Short problem ▸ Please update the items below by replacing "Tag every instance" with "Mark each instance" wherever it occurs, and keep everything else unchanged.

Provided information ▸
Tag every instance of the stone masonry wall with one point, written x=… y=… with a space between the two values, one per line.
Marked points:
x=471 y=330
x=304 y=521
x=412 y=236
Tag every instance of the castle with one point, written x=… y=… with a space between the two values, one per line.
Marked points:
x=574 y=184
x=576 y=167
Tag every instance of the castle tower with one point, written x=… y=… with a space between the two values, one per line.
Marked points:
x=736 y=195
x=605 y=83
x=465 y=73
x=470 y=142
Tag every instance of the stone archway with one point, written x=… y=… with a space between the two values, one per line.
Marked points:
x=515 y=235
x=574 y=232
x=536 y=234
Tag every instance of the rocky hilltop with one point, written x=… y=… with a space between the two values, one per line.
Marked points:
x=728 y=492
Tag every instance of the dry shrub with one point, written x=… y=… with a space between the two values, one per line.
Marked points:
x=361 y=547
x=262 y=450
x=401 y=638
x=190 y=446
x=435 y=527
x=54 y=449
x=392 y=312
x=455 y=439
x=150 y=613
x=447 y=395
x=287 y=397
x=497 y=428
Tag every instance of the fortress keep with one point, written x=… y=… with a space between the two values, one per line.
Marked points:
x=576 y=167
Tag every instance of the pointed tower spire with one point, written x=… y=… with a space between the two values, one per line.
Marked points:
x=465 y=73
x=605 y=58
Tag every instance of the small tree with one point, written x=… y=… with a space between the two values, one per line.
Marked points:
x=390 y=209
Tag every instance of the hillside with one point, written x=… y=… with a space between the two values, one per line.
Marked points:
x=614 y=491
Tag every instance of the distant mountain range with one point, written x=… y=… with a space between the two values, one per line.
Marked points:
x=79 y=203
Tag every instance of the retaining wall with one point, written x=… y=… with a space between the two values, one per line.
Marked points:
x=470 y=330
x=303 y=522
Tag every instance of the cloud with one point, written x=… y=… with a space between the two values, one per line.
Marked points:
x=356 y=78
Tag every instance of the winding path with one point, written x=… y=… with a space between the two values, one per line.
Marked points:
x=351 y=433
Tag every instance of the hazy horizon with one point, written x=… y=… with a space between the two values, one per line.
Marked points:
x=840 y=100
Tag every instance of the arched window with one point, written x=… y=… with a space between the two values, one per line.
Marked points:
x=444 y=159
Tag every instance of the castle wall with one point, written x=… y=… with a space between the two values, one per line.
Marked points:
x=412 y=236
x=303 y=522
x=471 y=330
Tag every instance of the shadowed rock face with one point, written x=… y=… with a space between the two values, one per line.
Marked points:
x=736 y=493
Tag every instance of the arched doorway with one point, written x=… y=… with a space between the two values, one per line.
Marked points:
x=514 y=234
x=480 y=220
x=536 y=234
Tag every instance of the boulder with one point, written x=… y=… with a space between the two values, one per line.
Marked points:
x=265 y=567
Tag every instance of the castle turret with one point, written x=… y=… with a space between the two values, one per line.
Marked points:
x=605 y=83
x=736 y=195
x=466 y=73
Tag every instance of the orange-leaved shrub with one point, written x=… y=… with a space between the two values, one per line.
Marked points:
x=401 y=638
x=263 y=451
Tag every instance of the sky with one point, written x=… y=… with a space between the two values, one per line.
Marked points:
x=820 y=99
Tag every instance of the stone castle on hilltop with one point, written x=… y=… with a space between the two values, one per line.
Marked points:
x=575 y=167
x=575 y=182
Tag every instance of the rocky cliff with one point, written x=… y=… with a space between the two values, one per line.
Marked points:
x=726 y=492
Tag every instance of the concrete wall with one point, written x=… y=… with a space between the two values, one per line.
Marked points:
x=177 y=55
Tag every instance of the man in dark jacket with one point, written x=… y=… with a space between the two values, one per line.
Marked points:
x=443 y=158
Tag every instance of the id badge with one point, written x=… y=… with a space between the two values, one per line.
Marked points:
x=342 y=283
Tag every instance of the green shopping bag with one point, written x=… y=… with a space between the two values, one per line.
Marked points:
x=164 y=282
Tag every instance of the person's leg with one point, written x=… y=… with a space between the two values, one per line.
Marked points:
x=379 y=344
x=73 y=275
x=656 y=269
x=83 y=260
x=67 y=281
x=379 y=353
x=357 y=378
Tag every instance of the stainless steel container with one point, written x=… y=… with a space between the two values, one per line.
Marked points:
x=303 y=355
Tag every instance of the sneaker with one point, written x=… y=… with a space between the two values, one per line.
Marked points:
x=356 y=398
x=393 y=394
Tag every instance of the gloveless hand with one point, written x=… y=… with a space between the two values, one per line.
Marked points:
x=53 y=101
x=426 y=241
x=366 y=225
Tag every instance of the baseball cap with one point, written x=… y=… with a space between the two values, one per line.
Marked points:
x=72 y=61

Answer to the problem ▸
Mark each instance of the stone masonry wall with one point, written x=… y=… with a space between the two values, one per line.
Marked points:
x=471 y=330
x=304 y=521
x=412 y=236
Mark each instance of the castle with one point, written x=… y=… with a space between the two values, one per line.
Marked points:
x=574 y=184
x=576 y=167
Mark each instance of the castle tower with one point, written x=… y=… with a space between the two values, one per line.
Marked points:
x=736 y=195
x=605 y=83
x=465 y=73
x=470 y=142
Mark each instance of the stone archway with one point, written x=… y=… with a space between the two values, one per line.
Marked points:
x=515 y=235
x=574 y=232
x=536 y=234
Mark each instance of the rocky hilltop with one point, written x=… y=… with a space between the two values, one per line.
Marked points:
x=728 y=492
Mark each instance of the dry shrub with one point, written x=… y=… with a space between the two values, one per line.
Marked points:
x=361 y=547
x=262 y=450
x=401 y=638
x=190 y=446
x=435 y=527
x=54 y=449
x=392 y=312
x=455 y=439
x=150 y=613
x=447 y=395
x=287 y=397
x=497 y=428
Mark each instance of the fortress keep with one point, written x=… y=… with a space between the two values, one per line.
Marked points:
x=576 y=167
Mark each instance of the pointed tower spire with one point, written x=… y=… with a space between the two values, one per line.
Marked points:
x=465 y=73
x=605 y=58
Mark each instance of the small tree with one point, written x=… y=… with a space between the two values, one per line.
Marked points:
x=390 y=209
Mark each instance of the hillside with one point, written x=… y=… with a space between the two values, one per line.
Marked points:
x=614 y=491
Mark each instance of the distant mountain range with one point, written x=… y=… with a space between the two values, one per line.
Marked points:
x=79 y=203
Mark each instance of the retaining wall with one point, written x=… y=… with a space between the two values, one per line.
Marked points:
x=470 y=330
x=303 y=522
Mark each instance of the cloud with one point, written x=… y=… with a space between the two values, one per line.
Marked points:
x=356 y=78
Mark each instance of the winding path with one point, written x=… y=… with a space between the two values, one per line.
Marked points:
x=351 y=433
Mark each instance of the hazy horizon with one point, written x=… y=… with a space between the two values, one per line.
Marked points:
x=840 y=100
Mark each instance of the arched window with one point, written x=… y=… with a space between the two values, one per line.
Marked points:
x=444 y=159
Mark each instance of the castle wall with one point, written x=… y=… with a space between the two values, one per line.
Marked points:
x=412 y=236
x=303 y=522
x=471 y=330
Mark each instance of the shadowed rock face with one point, written x=… y=… with a space between the two values, one per line.
Marked points:
x=736 y=493
Mark each instance of the arched doorway with one point, written x=… y=… with a space between the two values, one per line.
Marked points:
x=514 y=234
x=480 y=220
x=536 y=234
Mark each instance of the boulder with one point, written x=… y=… with a space between the two values, one per line.
Marked points:
x=265 y=567
Mark each instance of the castle turret with one point, written x=… y=… with a space between the two values, one per line.
Marked points:
x=605 y=83
x=736 y=195
x=466 y=73
Mark each instance of the orange-leaved shrub with one point, written x=… y=… with a space between the two values, one per line.
Marked points:
x=401 y=638
x=263 y=451
Mark each instance of the sky with one point, written x=… y=… with a space between the two values, one per line.
Marked points:
x=820 y=99
Mark each instance of the stone castle on hilltop with one point, written x=… y=… with a space between the two values, one per line.
Marked points:
x=575 y=167
x=575 y=182
Mark each instance of the rocky cliff with one point, written x=… y=… with a space between the two values, one per line.
Marked points:
x=726 y=492
Mark each instance of the concrete wall with one point, written x=… y=… with a space between the two values, one per line.
Marked points:
x=177 y=55
Mark each instance of the man in dark jacket with one point, written x=… y=… with a space between the two values, one per line.
Marked points:
x=443 y=158
Mark each instance of the id badge with one point, written x=… y=… with a space between the two values, one per line.
Marked points:
x=342 y=283
Mark each instance of the green shopping bag with one point, written x=… y=… with a space between the two values, one per line.
Marked points:
x=164 y=282
Mark each instance of the person's leg with one point, written x=… y=… with a space between the two values, one per line.
Marked points:
x=379 y=344
x=73 y=275
x=656 y=269
x=83 y=260
x=67 y=281
x=379 y=353
x=357 y=378
Mark each instance of the stainless steel container with one point, written x=… y=… with a space between the two values, one per line.
Marked points:
x=303 y=355
Mark each instance of the sneaker with one point, written x=… y=… with a space between the two values, one per line.
Marked points:
x=356 y=398
x=393 y=394
Mark each instance of the gloveless hand with one point, written x=… y=… with a space between the two values, one per line.
Marked points:
x=53 y=101
x=426 y=241
x=366 y=225
Mark each instance of the baseball cap with one point, written x=… y=… with a space between the two values, one per line.
Marked points:
x=72 y=61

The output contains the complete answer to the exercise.